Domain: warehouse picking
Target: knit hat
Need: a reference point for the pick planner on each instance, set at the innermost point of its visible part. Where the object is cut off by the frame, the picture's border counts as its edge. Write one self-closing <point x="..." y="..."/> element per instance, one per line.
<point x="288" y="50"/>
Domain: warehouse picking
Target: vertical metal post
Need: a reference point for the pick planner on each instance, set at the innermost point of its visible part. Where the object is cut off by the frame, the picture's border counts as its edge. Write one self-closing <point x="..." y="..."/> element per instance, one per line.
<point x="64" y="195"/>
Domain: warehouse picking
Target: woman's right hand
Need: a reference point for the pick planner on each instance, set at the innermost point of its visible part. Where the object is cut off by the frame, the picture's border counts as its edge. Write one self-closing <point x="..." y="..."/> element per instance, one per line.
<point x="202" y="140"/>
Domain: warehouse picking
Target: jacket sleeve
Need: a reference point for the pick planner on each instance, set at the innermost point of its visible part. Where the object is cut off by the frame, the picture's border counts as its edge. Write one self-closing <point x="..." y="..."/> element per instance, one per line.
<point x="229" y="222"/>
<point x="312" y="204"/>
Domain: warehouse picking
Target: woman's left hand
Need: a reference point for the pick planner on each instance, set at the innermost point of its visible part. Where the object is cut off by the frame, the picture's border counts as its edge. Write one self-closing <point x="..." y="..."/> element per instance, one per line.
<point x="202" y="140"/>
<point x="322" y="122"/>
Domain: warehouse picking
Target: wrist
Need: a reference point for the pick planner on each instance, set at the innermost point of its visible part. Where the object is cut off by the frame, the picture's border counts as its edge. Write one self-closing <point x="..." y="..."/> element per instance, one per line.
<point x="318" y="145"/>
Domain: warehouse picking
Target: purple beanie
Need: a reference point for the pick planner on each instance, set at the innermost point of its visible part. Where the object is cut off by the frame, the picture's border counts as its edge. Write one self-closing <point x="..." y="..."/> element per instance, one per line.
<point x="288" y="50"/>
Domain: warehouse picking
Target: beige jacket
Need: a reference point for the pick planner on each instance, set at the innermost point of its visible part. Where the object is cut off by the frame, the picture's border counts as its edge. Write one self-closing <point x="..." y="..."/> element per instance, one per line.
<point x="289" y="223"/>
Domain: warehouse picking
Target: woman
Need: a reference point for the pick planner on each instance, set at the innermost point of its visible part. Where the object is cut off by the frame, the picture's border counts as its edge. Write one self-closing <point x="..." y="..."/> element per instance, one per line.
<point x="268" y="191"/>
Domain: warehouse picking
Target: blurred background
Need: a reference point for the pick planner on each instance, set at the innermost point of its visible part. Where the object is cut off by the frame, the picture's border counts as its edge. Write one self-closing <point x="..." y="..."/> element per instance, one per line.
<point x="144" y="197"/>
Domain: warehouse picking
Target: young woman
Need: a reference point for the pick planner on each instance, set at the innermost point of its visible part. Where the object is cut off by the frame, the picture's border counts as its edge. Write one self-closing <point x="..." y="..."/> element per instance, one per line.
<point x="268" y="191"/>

What to work on :: Copy all the records above exactly, missing none.

In response ::
Domain: warehouse picking
Target: knit hat
Need: a reference point for the pick planner on each instance, set at the innermost point of its visible part. Where the object is cut off by the frame, the picture's border counts as its edge. Write one self-closing <point x="..." y="..."/> element per instance, one per line.
<point x="288" y="50"/>
Domain: warehouse picking
Target: vertical metal post
Need: a reference point for the pick planner on each instance, set at the innermost point of its visible part. Where the object is cut off by the frame, the picture's border counts as its edge. Write one self-closing <point x="..." y="..."/> element per instance, one per line.
<point x="64" y="195"/>
Domain: warehouse picking
Target: woman's right hand
Need: a reference point for the pick planner on each instance, set at the innermost point of its visible part. Where the object is cut off by the frame, the picture's border counts as its edge. Write one self-closing <point x="..." y="..."/> element per instance, one per line.
<point x="202" y="140"/>
Domain: warehouse picking
Target: jacket sleeve
Need: a reference point for the pick planner on each instance, set at the innermost point of its visible part. Where the object is cut off by the frame, the picture's border counts as its edge. Write one self-closing <point x="..." y="..."/> element per instance, one per line.
<point x="229" y="222"/>
<point x="312" y="204"/>
Domain: warehouse picking
Target: woman's left hand
Need: a reference point for the pick planner on each instance, set at the innermost point of its visible part. Where the object is cut off by the frame, the picture's border counts as its edge. Write one self-closing <point x="..." y="..."/> element per instance, one per line.
<point x="202" y="140"/>
<point x="322" y="122"/>
Domain: warehouse picking
Target: wrist
Need: a reference point for the pick planner on each instance, set at the innermost point of its visible part. Where the object is cut off by the frame, the picture's border counts as its edge. Write one self-closing <point x="..." y="..."/> element per instance, one per line.
<point x="318" y="145"/>
Domain: warehouse picking
Target: purple beanie
Need: a reference point for the pick planner on each instance, set at the innermost point of its visible part. Where the object is cut off by the frame, the picture's border counts as its edge. Write one self-closing <point x="..." y="..."/> element per instance, one per line.
<point x="288" y="50"/>
Domain: warehouse picking
Target: beige jacket
Need: a reference point for the pick planner on each instance, set at the innermost point of its visible part. Where the object is cut off by the frame, the picture's border counts as its edge. Write one self-closing <point x="..." y="..."/> element per instance, one per line.
<point x="289" y="223"/>
Domain: warehouse picking
Target: woman
Need: a reference point for the pick planner on each instance, set at the innermost point of its visible part. Where the object is cut off by the frame, the picture's border counts as its edge. Write one self-closing <point x="..." y="..."/> element per instance, one per line.
<point x="268" y="191"/>
Domain: warehouse picking
Target: blurred background
Need: a reference point for the pick planner on each instance, set at the innermost point of its visible part. Where the object is cut off by the frame, the picture's border counts as its edge. Write one self-closing <point x="..." y="..."/> element per instance, one per line.
<point x="144" y="197"/>
Domain: warehouse picking
Target: young woman
Need: a reference point for the pick planner on each instance, set at the innermost point of its visible part. Where the object is cut off by the frame, the picture's border counts as its edge. Write one self-closing <point x="..." y="..."/> element per instance, one per line.
<point x="268" y="191"/>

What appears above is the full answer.